■ EXERCISE AIM:
Give back all the data exactly, line by line.
-*-*-
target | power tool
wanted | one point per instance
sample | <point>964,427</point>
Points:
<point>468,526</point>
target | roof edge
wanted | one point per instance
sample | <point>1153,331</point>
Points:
-*-*-
■ FINISHED EXERCISE:
target | power tool
wanted | one point per instance
sample | <point>964,427</point>
Points:
<point>468,526</point>
target | roof edge
wanted | one point per instance
sample | <point>1153,331</point>
Points:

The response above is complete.